--- START OF Records supplied ---
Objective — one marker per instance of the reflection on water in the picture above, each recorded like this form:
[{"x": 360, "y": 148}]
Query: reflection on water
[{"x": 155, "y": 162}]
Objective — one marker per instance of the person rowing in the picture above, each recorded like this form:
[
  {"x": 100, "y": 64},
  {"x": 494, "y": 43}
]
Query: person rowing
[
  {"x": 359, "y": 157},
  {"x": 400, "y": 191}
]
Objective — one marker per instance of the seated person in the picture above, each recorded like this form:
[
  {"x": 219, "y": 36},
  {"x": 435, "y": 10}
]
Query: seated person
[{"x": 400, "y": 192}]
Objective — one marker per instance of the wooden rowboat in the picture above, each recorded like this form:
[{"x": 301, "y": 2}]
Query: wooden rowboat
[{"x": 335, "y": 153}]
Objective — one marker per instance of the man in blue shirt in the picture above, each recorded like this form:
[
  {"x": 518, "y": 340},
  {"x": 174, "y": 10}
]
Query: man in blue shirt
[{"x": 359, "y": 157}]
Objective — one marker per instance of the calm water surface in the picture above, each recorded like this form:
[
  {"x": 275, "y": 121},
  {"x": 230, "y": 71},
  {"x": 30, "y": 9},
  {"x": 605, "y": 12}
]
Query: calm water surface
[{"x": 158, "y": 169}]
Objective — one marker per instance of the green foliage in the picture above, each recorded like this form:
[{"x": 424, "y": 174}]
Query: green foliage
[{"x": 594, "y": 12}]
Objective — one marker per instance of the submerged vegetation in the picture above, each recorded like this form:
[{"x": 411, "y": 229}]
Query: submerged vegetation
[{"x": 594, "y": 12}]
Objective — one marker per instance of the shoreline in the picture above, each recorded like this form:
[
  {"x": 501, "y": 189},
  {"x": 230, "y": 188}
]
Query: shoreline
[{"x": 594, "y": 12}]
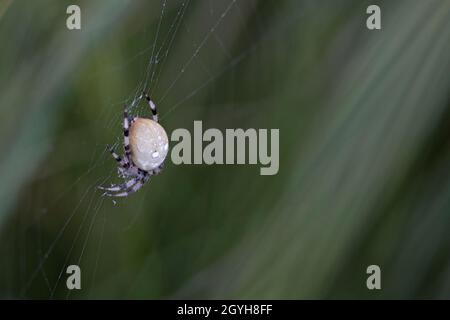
--- END OF Records supplied ---
◆ **Exercise**
Copy the records from the line with "Objective — one marker per instance of the green" through the end, with "shoreline" changed to "riverbank" and nothing else altered. Leave the pictures out.

◆ **Response to this task**
Objective — one marker per instance of the green foliage in the picture above, each recorded like this form:
[{"x": 424, "y": 174}]
Query: green foliage
[{"x": 594, "y": 12}]
Objective — one marker per instance of the submerged vegetation in the picture above, each recorded like this form:
[{"x": 411, "y": 229}]
Query: submerged vegetation
[{"x": 594, "y": 12}]
Objective — one marker per instance of the riverbank in the picture above, each recorded like this form:
[
  {"x": 501, "y": 189},
  {"x": 230, "y": 188}
]
Query: riverbank
[{"x": 594, "y": 12}]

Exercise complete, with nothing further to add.